[Instructions to follow]:
Starting at the line that contains "In this annotation round, your target object is horse's hind" and ending at the line that contains "In this annotation round, your target object is dirt track.", the lines below are to be given again exactly, with nothing added.

[Data provided]:
•••
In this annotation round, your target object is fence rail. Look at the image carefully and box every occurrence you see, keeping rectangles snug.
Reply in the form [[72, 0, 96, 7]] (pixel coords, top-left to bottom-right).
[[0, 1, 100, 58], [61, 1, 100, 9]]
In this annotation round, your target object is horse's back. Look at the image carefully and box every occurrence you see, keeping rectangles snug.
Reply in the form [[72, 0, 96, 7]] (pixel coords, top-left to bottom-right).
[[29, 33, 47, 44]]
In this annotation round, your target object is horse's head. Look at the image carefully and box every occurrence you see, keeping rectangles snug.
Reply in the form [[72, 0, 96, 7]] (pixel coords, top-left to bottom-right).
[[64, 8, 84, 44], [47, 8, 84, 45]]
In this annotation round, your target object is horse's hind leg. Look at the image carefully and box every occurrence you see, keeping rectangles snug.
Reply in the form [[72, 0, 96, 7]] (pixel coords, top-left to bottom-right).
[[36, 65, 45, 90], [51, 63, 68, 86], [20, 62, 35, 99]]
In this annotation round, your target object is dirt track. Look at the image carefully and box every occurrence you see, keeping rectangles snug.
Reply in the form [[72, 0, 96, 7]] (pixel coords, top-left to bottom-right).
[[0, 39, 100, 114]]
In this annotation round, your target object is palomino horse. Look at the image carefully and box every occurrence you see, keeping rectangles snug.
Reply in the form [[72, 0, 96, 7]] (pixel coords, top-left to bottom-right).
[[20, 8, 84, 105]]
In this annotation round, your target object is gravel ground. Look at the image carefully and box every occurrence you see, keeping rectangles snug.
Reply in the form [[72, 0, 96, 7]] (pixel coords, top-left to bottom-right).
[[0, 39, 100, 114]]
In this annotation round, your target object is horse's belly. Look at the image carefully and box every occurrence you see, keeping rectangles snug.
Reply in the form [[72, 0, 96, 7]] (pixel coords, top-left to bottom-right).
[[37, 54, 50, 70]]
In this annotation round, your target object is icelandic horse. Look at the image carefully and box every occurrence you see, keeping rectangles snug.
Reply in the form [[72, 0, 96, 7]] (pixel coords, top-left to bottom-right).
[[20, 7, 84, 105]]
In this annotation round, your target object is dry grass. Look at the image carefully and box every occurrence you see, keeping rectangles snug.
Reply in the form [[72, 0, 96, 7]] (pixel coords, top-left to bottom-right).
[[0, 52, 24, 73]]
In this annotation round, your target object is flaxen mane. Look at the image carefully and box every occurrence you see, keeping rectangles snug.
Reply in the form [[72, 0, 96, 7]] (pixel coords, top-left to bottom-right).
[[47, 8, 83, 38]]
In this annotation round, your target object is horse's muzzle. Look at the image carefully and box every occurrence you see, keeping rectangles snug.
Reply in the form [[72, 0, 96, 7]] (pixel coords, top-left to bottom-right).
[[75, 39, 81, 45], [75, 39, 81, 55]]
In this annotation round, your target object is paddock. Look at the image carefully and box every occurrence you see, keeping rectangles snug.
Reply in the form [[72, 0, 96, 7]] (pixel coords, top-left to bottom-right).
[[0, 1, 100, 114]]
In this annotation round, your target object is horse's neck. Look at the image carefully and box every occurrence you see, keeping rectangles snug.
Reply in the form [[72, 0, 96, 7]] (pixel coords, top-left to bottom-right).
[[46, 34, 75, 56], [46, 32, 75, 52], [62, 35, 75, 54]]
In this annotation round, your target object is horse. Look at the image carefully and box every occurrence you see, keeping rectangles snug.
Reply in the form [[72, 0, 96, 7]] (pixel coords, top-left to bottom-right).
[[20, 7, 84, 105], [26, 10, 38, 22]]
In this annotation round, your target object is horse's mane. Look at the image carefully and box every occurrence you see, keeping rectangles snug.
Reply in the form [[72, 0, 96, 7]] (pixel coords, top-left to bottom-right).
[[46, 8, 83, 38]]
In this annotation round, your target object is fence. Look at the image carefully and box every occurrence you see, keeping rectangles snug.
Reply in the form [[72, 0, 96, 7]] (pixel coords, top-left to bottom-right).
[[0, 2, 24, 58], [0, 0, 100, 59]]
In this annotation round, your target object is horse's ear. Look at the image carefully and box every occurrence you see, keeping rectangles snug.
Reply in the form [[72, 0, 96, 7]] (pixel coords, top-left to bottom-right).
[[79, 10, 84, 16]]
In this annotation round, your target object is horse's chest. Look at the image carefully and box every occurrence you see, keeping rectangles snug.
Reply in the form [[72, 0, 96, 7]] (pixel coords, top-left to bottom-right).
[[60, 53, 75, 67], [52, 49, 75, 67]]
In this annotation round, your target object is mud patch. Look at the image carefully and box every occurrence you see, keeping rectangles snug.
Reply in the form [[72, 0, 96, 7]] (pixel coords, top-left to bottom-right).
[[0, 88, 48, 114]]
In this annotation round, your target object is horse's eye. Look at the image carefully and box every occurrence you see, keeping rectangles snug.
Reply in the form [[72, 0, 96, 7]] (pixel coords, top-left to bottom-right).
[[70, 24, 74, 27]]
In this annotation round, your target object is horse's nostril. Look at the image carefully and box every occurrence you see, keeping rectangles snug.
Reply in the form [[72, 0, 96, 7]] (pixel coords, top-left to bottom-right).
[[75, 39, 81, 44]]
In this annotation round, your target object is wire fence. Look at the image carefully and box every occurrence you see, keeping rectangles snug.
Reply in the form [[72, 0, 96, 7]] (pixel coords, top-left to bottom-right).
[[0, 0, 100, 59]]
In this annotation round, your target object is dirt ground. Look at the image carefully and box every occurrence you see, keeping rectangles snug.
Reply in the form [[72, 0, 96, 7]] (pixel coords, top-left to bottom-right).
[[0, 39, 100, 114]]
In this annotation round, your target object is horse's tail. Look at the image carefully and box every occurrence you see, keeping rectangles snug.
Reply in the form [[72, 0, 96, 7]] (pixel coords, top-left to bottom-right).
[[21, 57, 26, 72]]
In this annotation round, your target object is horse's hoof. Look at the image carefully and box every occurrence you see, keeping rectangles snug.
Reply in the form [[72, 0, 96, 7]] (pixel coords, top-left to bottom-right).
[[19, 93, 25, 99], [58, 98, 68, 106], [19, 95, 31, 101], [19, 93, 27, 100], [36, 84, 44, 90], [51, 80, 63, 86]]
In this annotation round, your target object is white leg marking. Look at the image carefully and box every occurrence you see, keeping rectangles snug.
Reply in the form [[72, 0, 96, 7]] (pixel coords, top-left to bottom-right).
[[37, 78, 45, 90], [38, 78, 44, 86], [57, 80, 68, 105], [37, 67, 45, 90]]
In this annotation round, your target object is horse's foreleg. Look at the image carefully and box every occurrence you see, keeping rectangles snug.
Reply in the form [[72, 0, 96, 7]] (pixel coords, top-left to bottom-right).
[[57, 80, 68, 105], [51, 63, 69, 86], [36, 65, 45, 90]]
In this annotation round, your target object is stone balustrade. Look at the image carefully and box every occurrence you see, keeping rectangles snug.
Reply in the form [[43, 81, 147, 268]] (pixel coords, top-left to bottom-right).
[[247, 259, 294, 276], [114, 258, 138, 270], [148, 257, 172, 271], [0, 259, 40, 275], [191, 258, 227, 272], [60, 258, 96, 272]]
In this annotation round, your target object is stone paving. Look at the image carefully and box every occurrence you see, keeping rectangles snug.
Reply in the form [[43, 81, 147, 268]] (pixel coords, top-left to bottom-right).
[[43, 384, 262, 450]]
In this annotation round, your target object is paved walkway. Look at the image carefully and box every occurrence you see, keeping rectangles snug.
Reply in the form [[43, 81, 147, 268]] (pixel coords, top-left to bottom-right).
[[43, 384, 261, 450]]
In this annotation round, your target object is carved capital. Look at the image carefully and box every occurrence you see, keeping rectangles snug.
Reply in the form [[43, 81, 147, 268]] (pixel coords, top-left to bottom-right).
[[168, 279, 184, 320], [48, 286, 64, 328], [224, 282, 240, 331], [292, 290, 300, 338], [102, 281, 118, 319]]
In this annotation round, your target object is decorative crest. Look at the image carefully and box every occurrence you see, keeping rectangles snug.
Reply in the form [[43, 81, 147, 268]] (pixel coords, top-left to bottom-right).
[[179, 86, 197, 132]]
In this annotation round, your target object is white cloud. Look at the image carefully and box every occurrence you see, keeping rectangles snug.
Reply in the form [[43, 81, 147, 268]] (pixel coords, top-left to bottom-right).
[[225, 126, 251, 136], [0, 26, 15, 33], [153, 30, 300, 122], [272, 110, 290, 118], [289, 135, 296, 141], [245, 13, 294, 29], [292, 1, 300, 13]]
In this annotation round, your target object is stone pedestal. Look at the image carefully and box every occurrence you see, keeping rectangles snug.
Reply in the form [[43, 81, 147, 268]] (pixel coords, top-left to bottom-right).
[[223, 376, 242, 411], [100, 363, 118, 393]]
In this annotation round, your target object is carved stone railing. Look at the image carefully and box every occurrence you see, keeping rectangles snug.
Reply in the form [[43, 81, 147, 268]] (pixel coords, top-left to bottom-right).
•••
[Exercise result]:
In this annotation round, your target object is horse's hind leg. Look at the image carefully and box every occurrence you see, keeping rectangles snug.
Reply in the form [[72, 0, 96, 7]] (pixel coords, top-left to bottom-right).
[[36, 65, 45, 90], [51, 63, 68, 86], [20, 62, 35, 99]]
In this annotation round, your target object is dirt track. Look at the image carefully and box every occurrence you see, keeping rectangles snug.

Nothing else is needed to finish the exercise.